### [RECORDS FOR THE TASK]
____________________

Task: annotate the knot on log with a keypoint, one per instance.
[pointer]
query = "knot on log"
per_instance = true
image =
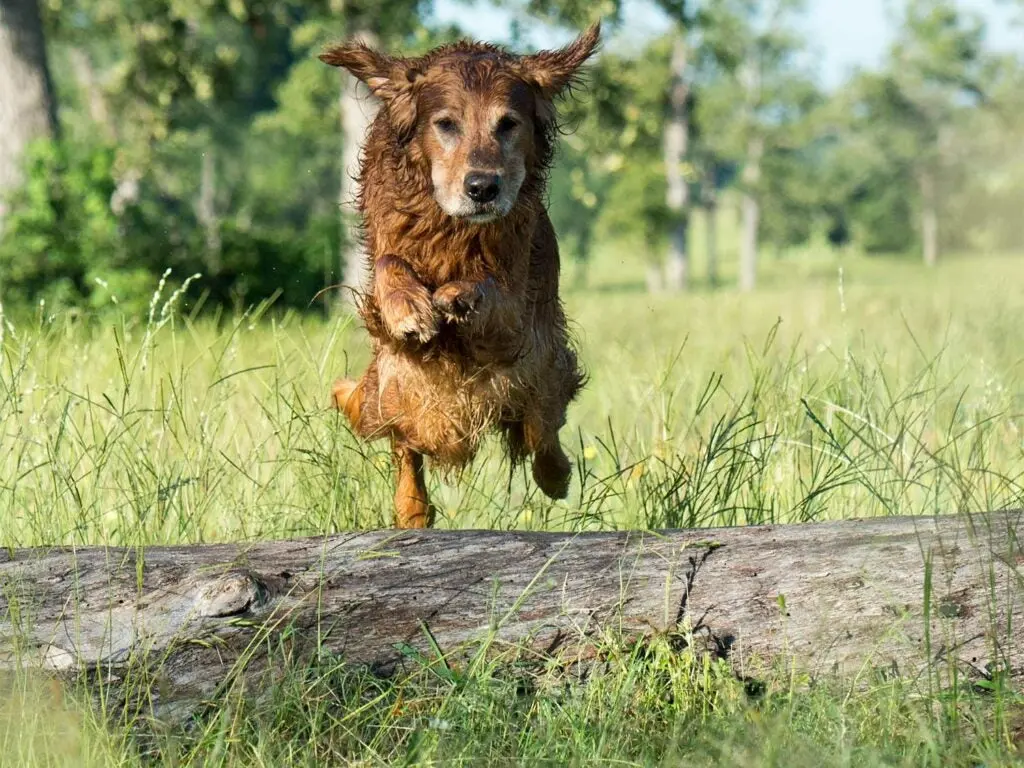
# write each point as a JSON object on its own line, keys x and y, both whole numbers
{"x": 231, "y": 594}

____________________

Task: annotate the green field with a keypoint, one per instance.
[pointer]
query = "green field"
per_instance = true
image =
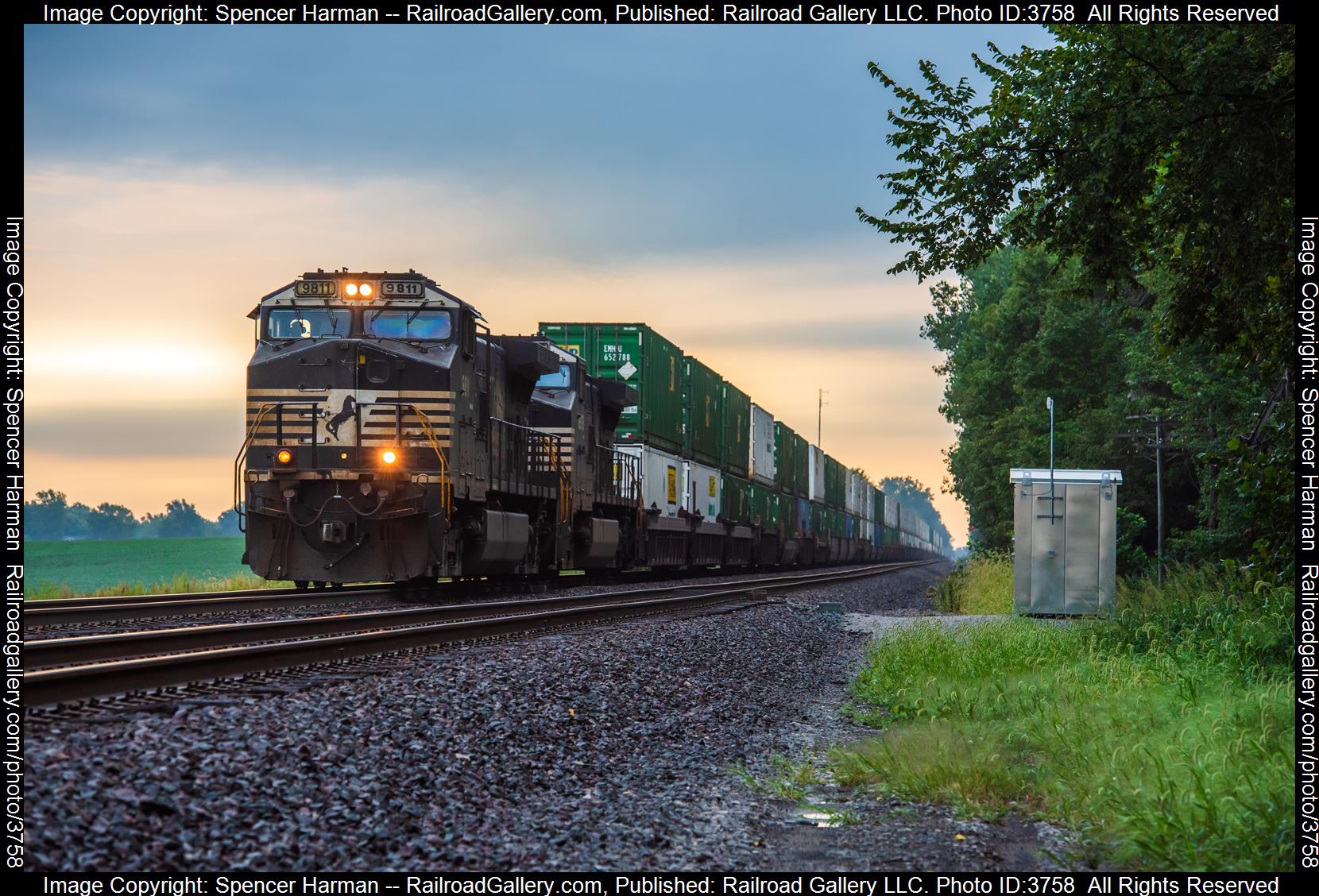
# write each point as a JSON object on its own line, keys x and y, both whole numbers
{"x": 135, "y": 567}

____________________

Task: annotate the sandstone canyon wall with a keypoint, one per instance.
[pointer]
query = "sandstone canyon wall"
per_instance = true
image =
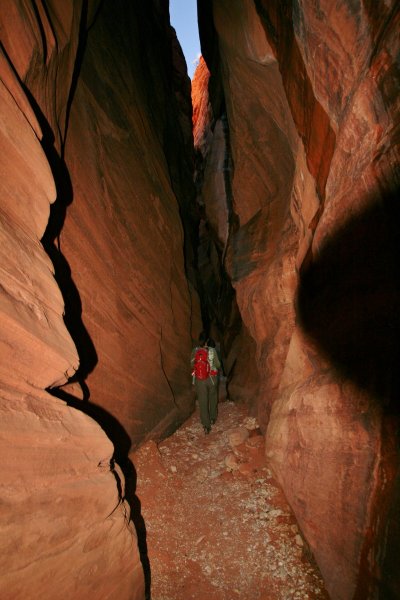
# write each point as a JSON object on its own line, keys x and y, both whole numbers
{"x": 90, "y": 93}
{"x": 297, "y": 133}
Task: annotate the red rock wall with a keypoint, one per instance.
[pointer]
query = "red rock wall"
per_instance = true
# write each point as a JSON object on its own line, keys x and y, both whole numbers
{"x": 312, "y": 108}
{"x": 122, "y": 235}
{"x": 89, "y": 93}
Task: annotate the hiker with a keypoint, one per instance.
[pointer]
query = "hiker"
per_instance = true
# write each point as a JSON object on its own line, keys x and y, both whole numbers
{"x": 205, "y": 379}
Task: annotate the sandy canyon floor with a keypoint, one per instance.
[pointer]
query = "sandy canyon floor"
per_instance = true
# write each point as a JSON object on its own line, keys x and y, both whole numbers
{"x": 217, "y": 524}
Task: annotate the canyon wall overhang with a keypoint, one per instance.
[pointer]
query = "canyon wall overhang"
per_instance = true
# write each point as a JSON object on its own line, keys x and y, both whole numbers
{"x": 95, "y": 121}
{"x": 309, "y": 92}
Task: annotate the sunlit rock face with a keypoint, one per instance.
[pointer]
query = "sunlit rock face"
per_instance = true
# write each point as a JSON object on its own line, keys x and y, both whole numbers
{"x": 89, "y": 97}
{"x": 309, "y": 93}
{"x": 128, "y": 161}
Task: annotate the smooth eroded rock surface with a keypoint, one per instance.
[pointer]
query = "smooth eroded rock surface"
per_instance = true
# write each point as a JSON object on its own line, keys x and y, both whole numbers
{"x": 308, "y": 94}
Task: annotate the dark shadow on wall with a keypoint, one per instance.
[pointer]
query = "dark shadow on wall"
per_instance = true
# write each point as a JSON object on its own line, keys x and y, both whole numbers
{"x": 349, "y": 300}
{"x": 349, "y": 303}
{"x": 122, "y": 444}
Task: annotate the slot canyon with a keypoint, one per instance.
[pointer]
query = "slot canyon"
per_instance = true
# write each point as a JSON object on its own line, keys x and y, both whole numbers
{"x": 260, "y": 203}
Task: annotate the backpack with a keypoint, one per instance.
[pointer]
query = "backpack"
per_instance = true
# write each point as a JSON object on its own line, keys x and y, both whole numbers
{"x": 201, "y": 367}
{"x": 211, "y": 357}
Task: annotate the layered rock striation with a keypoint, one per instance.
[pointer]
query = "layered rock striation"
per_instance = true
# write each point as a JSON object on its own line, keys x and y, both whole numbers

____________________

### [EXERCISE INSTRUCTIONS]
Please extract every line in the items above that contains the string "dark". Case counts.

### [SOLUTION]
Task: annotate the dark shadow on wall with a keypoint, one per instance.
query = "dark shadow on wall"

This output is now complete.